#### Rows

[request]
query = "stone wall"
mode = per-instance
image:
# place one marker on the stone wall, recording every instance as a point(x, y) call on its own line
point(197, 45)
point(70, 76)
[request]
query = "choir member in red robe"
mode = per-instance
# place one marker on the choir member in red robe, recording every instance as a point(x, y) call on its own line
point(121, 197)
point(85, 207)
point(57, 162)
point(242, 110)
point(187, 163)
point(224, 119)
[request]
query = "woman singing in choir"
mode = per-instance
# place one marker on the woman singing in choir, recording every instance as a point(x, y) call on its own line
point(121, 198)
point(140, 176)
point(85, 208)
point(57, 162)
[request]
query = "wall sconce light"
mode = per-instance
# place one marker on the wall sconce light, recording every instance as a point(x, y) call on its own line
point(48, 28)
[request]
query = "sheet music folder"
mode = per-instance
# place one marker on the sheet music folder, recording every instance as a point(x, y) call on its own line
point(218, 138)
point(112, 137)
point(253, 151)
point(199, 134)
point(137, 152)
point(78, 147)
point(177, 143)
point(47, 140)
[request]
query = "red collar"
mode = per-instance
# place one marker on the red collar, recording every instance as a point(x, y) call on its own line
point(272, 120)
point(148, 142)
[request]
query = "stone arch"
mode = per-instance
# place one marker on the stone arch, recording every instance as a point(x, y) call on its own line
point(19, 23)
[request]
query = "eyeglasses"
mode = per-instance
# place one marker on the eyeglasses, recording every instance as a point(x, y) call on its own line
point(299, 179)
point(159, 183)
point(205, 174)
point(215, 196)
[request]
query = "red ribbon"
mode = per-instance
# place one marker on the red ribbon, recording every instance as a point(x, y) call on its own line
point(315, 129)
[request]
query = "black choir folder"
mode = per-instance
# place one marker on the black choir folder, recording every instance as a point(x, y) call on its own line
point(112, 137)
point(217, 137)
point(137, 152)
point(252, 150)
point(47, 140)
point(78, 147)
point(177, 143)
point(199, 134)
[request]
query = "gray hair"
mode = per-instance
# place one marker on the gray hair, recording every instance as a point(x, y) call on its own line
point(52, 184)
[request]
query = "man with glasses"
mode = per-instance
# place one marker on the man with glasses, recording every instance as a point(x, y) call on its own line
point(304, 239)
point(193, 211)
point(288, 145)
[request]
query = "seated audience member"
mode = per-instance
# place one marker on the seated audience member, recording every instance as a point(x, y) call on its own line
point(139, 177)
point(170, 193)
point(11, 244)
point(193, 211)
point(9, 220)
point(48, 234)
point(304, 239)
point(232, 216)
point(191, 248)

########

Copy the records from the start through the line containing "point(48, 28)", leaving the requests unchanged. Scale every answer coordinate by 0.2 and round it to a whole number, with halves rounding up.

[request]
query = "stone wall"
mode = per-instance
image:
# place one marker on the stone wall, recording every instance as a point(x, y) call on its own line
point(39, 9)
point(14, 15)
[request]
query = "choir member in red robe"
mode = per-instance
# place one marker on the choir member in red robe, recording every instance as a point(x, y) call on its own line
point(24, 39)
point(17, 41)
point(11, 32)
point(48, 22)
point(37, 33)
point(45, 24)
[request]
query = "woman singing in choir"
mode = per-instance
# place one marker on the woman singing in choir, recording every instance as a point(x, y) call on its own line
point(24, 40)
point(28, 35)
point(17, 42)
point(11, 32)
[request]
query = "wall sconce light"
mode = per-instance
# place one marker on the wall sconce light, recording every instance as a point(x, y) call on its own line
point(10, 6)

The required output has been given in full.